> **PROBLEM**
Find every line in the records that contains the word "black", and copy each of those lines.

> **PROVIDED INFORMATION**
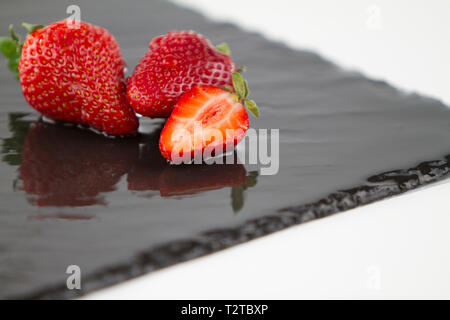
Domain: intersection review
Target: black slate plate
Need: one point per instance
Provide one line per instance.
(117, 210)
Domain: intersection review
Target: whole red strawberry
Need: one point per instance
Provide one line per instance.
(174, 64)
(74, 73)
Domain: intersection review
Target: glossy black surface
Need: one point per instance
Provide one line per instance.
(116, 209)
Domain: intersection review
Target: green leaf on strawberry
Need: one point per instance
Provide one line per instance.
(242, 92)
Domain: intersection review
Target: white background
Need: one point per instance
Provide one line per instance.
(396, 248)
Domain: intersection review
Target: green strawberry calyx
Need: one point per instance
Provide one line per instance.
(11, 47)
(240, 86)
(240, 91)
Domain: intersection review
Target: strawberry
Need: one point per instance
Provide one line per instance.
(207, 121)
(74, 74)
(174, 64)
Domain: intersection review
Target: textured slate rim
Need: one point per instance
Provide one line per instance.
(378, 187)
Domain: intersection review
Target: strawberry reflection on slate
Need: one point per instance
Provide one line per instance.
(68, 166)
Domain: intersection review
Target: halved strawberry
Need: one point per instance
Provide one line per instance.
(199, 120)
(207, 121)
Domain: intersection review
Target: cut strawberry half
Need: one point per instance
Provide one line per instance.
(206, 121)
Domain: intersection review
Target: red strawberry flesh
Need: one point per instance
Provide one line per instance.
(205, 117)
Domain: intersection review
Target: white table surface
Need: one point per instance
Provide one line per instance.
(395, 248)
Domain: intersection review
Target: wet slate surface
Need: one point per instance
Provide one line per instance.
(117, 210)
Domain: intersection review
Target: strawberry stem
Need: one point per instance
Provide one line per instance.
(241, 90)
(11, 47)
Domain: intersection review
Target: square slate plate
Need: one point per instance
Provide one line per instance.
(115, 208)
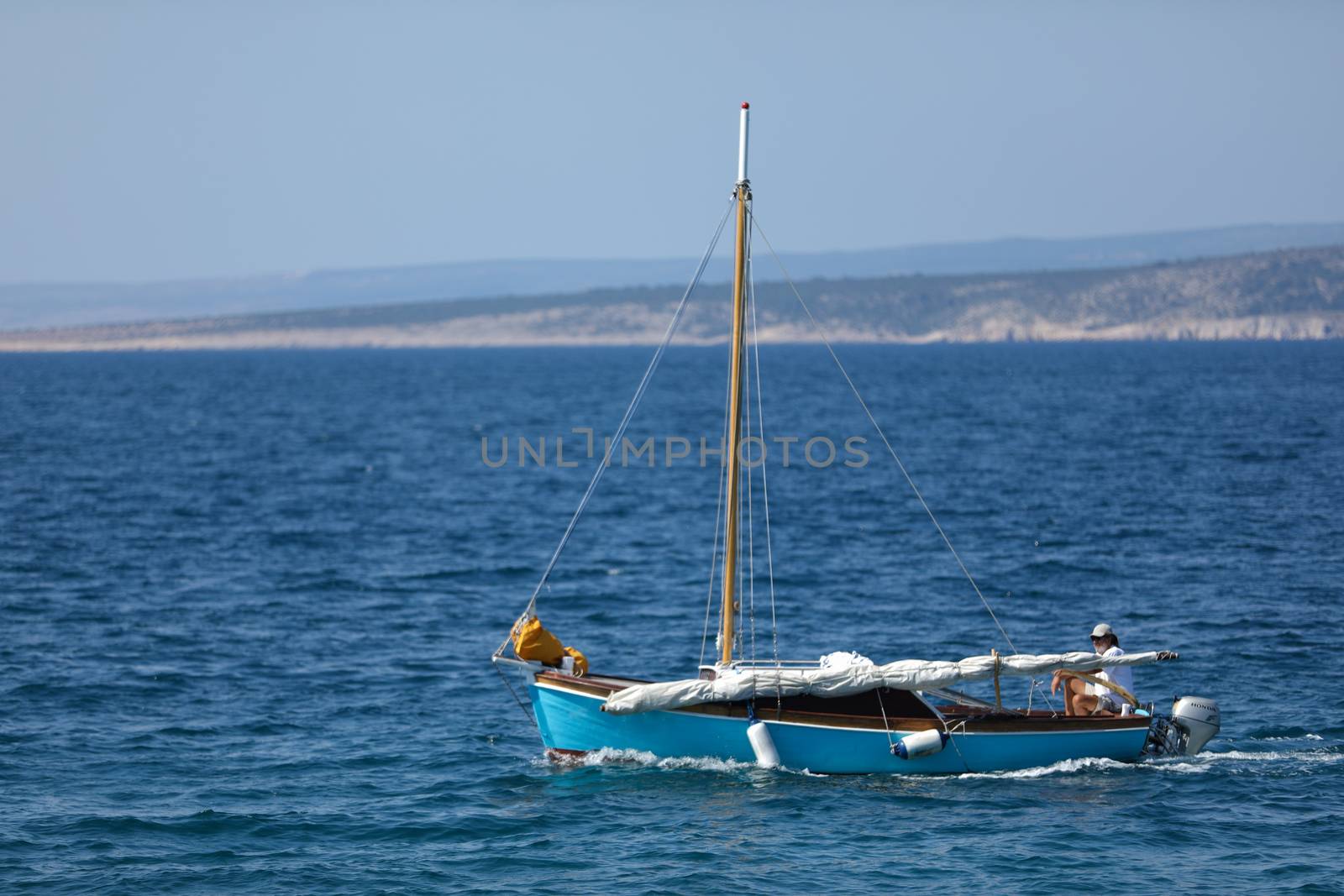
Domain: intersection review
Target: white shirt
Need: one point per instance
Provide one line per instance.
(1122, 676)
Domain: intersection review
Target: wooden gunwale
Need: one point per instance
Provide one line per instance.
(967, 719)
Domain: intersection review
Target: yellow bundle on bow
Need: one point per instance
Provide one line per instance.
(531, 641)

> **SOLUTION TO THIS TASK**
Target: black slate plate
Target: glossy black surface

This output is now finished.